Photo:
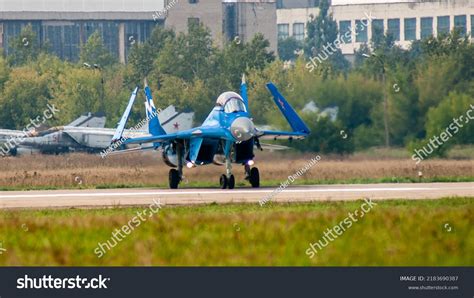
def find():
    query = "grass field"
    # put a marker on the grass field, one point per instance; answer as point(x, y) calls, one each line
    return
point(147, 170)
point(393, 233)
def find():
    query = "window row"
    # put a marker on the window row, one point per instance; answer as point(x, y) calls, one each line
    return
point(410, 28)
point(298, 31)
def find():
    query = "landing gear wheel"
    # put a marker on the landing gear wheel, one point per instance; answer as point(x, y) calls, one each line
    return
point(223, 182)
point(231, 182)
point(254, 178)
point(174, 178)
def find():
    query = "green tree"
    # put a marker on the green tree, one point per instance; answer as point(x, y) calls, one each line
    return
point(25, 97)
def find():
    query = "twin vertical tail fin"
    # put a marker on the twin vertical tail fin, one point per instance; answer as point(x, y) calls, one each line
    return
point(154, 126)
point(287, 110)
point(243, 93)
point(123, 121)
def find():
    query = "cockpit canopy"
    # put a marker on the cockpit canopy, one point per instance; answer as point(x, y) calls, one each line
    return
point(232, 102)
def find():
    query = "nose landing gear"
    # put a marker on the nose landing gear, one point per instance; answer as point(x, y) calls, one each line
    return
point(227, 180)
point(253, 176)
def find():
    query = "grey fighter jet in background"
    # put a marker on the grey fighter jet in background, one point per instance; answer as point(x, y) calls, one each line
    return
point(89, 134)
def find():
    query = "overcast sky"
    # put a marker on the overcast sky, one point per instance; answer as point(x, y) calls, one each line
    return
point(338, 2)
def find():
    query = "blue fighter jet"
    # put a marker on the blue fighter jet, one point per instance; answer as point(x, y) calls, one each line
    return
point(228, 131)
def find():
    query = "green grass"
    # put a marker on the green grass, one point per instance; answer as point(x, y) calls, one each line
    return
point(265, 183)
point(394, 233)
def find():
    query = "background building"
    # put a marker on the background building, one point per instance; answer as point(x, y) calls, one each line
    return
point(404, 20)
point(227, 19)
point(64, 25)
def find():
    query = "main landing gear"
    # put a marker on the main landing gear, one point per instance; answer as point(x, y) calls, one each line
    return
point(253, 176)
point(227, 180)
point(175, 176)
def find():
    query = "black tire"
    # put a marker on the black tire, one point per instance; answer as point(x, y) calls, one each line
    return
point(223, 181)
point(254, 177)
point(174, 178)
point(231, 182)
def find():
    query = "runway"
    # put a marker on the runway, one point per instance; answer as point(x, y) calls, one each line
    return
point(94, 198)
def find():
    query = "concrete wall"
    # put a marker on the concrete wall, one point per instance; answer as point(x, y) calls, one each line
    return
point(252, 17)
point(412, 9)
point(209, 13)
point(401, 11)
point(81, 5)
point(258, 18)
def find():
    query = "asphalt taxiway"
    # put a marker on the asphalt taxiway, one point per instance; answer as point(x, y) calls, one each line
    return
point(94, 198)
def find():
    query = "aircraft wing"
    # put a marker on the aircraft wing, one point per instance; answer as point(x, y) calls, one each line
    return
point(271, 134)
point(198, 132)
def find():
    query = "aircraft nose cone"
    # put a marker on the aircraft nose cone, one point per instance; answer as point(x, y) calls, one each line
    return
point(242, 129)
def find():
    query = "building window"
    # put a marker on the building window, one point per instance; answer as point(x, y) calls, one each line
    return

• **YOUR OBJECTIVE**
Omit any images, then output the listing exactly.

• **TASK RESULT**
Photo:
def find():
    query = "grass field"
    # put a marker on the grass field, one point per instance; answer as point(x, y) calls, one each line
    return
point(147, 170)
point(393, 233)
def find():
    query = "window row"
    # put a marker on the window row, one point per instance; answer as point(x, y) calls, one each line
    return
point(410, 28)
point(298, 31)
def find():
    query = "landing gear wheel"
    # put a marker on the landing gear wheel, one point per instance; answer as point(x, y) calls, one each line
    return
point(223, 182)
point(231, 182)
point(254, 178)
point(174, 178)
def find():
    query = "green tree"
    # put a marker on the green tree, one point per instance; answer as point(x, y) calls, one each line
    return
point(25, 97)
def find():
    query = "twin vertical tail fin"
    # put a marker on the twin vertical tail fin, one point per instance; answer as point(x, y) calls, one each line
    return
point(154, 126)
point(287, 110)
point(243, 93)
point(123, 121)
def find():
    query = "cockpit canopy"
    # put a marker on the cockpit canopy, one point per instance; answer as point(x, y) calls, one each line
    return
point(232, 102)
def find():
    query = "nose landing gear"
    # put a marker on the nose landing gear, one point per instance; answer as point(x, y) calls, one each line
    return
point(227, 180)
point(253, 176)
def find():
    query = "grey fighter jet in background"
    # put a marker on the grey fighter jet in background, one point per instance; answer as point(x, y) calls, one each line
    return
point(89, 134)
def find():
    query = "overcast sky"
    # put a marker on the overcast sky, one point per instance; answer as point(x, y) calls, one each line
    return
point(338, 2)
def find():
    query = "blue fighter jet"
    # put a marker on the blue fighter jet, one point per instance; answer as point(x, y) calls, one each line
    return
point(228, 131)
def find():
    query = "green grass"
    # put a marker on the green grass, one point per instance; answer as point(x, y) calls, one each line
    return
point(265, 183)
point(394, 233)
def find():
    query = "background building"
    # put a marker on the background building, one point per instance; answer as point(x, y) calls, one each line
    return
point(404, 20)
point(227, 19)
point(64, 25)
def find():
    query = "main landing gear"
    # put a marker on the main landing gear, one point per instance; answer as point(x, y) calls, one each line
    return
point(253, 176)
point(227, 180)
point(175, 176)
def find():
    query = "black tire"
    # put a marker on the black tire, one point per instance; answer as point(x, y) calls, one each line
    return
point(223, 181)
point(254, 177)
point(174, 178)
point(231, 182)
def find():
    query = "runway"
    # put a marker on the runway, one point per instance; answer as point(x, y) calls, one each line
    return
point(94, 198)
def find():
    query = "concrete wall"
    # put a marker on the concrete wall, one point per instance; answer as point(x, y) calls, one each line
    return
point(252, 17)
point(412, 9)
point(209, 13)
point(401, 11)
point(81, 5)
point(258, 18)
def find():
    query = "asphalt taxiway"
    # put a marker on the asphalt taxiway, one point per instance; answer as point(x, y) calls, one each line
    return
point(94, 198)
def find():
    query = "aircraft wing"
    # put a marker on the aircraft wing, one point per instance; answer as point(x, y) calls, one each line
    return
point(271, 134)
point(198, 132)
def find():
    query = "aircraft nose cone"
    # put a marker on the aircraft nose cone, one point per instance; answer as point(x, y) calls, one each line
    return
point(242, 129)
def find():
    query = "building window"
    # put a marker on the building window, one point per instance; answer as point(x, y) calls, one each line
    return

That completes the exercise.